▶ _MATERIAL SUPPLIED_
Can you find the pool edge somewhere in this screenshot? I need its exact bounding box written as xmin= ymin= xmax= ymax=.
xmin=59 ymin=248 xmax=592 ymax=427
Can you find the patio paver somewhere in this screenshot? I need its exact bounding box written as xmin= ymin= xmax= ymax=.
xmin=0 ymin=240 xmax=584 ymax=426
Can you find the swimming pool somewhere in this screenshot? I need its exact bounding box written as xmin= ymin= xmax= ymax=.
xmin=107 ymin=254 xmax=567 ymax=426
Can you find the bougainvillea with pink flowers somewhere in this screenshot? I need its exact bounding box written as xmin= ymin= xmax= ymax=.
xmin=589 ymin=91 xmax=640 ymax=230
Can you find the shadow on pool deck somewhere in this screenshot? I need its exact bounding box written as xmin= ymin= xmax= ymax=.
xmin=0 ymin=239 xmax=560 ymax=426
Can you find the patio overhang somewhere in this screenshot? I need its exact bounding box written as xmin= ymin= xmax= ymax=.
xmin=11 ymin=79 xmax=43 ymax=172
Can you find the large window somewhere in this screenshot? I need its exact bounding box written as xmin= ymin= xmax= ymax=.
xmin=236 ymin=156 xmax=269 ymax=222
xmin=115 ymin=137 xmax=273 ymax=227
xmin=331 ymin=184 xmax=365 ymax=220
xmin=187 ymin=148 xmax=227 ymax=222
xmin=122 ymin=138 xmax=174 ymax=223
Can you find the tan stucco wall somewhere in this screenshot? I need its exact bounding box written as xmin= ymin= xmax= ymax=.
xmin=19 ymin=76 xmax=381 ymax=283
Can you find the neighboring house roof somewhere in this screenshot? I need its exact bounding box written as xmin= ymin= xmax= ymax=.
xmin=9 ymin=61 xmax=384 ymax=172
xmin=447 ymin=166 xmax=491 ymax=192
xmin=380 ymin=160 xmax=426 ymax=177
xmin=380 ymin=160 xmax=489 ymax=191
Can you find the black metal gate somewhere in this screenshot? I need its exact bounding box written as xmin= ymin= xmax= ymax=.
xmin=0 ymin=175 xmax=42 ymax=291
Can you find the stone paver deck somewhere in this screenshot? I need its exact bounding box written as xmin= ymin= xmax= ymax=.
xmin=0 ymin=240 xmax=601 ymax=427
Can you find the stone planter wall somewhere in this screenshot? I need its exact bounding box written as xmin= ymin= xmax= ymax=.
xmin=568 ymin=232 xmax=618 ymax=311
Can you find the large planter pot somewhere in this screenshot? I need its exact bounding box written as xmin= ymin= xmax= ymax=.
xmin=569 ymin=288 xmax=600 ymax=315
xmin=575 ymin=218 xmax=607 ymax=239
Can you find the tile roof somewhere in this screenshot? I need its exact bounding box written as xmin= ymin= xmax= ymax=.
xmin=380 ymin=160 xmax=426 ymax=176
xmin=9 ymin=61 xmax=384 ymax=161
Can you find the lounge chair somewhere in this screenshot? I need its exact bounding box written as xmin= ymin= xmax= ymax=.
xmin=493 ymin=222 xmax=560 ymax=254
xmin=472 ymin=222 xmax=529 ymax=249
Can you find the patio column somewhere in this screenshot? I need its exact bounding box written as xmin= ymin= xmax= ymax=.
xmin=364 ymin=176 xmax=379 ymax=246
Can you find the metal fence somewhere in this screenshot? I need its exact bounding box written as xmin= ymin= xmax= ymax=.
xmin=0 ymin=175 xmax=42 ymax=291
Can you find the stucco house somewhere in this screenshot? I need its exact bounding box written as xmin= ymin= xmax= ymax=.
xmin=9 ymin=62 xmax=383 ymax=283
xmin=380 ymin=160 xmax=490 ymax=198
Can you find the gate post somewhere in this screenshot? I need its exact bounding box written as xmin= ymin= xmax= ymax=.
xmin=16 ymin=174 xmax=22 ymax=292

▶ _JOB_
Can you pull every line of the listing above and reproduce each one word for word, in the same order?

▶ _WRITTEN REPLY_
Can you find the pool edge somewhere in this screenshot? I need its exact bounding box written as xmin= ymin= xmax= ymax=.
xmin=59 ymin=248 xmax=592 ymax=427
Can you find the patio paver somewhere in this screenshot? I need its exact bounding box written as xmin= ymin= xmax= ymax=.
xmin=0 ymin=240 xmax=584 ymax=426
Can you find the swimming pool somewhere in this screenshot? I need its exact bounding box written as xmin= ymin= xmax= ymax=.
xmin=107 ymin=254 xmax=567 ymax=426
Can you find the bougainvillea with pink flowers somewhere in this screenshot? I need its exact bounding box written as xmin= ymin= xmax= ymax=.
xmin=589 ymin=91 xmax=640 ymax=230
Can you find the shadow on pool deck somewhere in this screenshot? I need its exact bounding box written as xmin= ymin= xmax= ymax=.
xmin=0 ymin=239 xmax=560 ymax=426
Can you find the patio overhang somewhere in this screenshot? I need its exact bounding box written as xmin= ymin= xmax= ymax=.
xmin=11 ymin=79 xmax=43 ymax=172
Can you find the large window somewhere in this screenshot? I need its exact bounding box written as xmin= ymin= xmax= ymax=.
xmin=236 ymin=156 xmax=269 ymax=222
xmin=115 ymin=137 xmax=273 ymax=227
xmin=331 ymin=184 xmax=365 ymax=220
xmin=187 ymin=148 xmax=227 ymax=222
xmin=122 ymin=138 xmax=174 ymax=223
Can you find the tan stucco wall somewhere in this screenshot? I need its exact bounding box written as xmin= ymin= xmax= ymax=.
xmin=19 ymin=76 xmax=381 ymax=283
Can you find the neighboring house roof somewhere in this screenshot? I need its exact bounding box written as xmin= ymin= xmax= ymax=.
xmin=9 ymin=61 xmax=384 ymax=172
xmin=447 ymin=166 xmax=491 ymax=192
xmin=380 ymin=160 xmax=426 ymax=177
xmin=380 ymin=160 xmax=489 ymax=191
Can you find the black metal gate somewhere in this screenshot? I need its exact bounding box written as xmin= ymin= xmax= ymax=.
xmin=0 ymin=175 xmax=42 ymax=291
Can you find the stone paver deck somewhere in this screenshot? I need its exact bounding box written as xmin= ymin= xmax= ymax=.
xmin=0 ymin=240 xmax=601 ymax=427
Can you find the stone planter wall somewhere in this screenshot? I need its exact bounding box written as xmin= ymin= xmax= ymax=.
xmin=568 ymin=232 xmax=618 ymax=311
Can you find the large planter pot somewhere in this screenshot? I need its exact bounding box written as xmin= ymin= xmax= ymax=.
xmin=569 ymin=288 xmax=600 ymax=315
xmin=575 ymin=218 xmax=607 ymax=239
Can you find the tile roof somewhere in this screenshot? I need its exact bounding box written as xmin= ymin= xmax= ymax=.
xmin=380 ymin=160 xmax=426 ymax=176
xmin=9 ymin=61 xmax=384 ymax=161
Can you find the lounge chair somewhere in this screenshot? I need its exact bounding box written as xmin= ymin= xmax= ymax=.
xmin=493 ymin=222 xmax=560 ymax=254
xmin=472 ymin=222 xmax=529 ymax=249
Can you find the patio column somewhere in this screenshot? I need its exact bounding box written as xmin= ymin= xmax= ymax=.
xmin=364 ymin=176 xmax=379 ymax=246
Can you find the metal fence somewhere in this screenshot? I need its exact bounding box written as xmin= ymin= xmax= ymax=.
xmin=0 ymin=175 xmax=42 ymax=291
Can you find the stucco house somewhere in this screenshot? I need its exact bounding box written as xmin= ymin= xmax= ymax=.
xmin=9 ymin=62 xmax=383 ymax=283
xmin=380 ymin=160 xmax=490 ymax=198
Can you find the gate post somewhere in this screenshot? I need its exact bounding box written as xmin= ymin= xmax= ymax=.
xmin=16 ymin=174 xmax=22 ymax=292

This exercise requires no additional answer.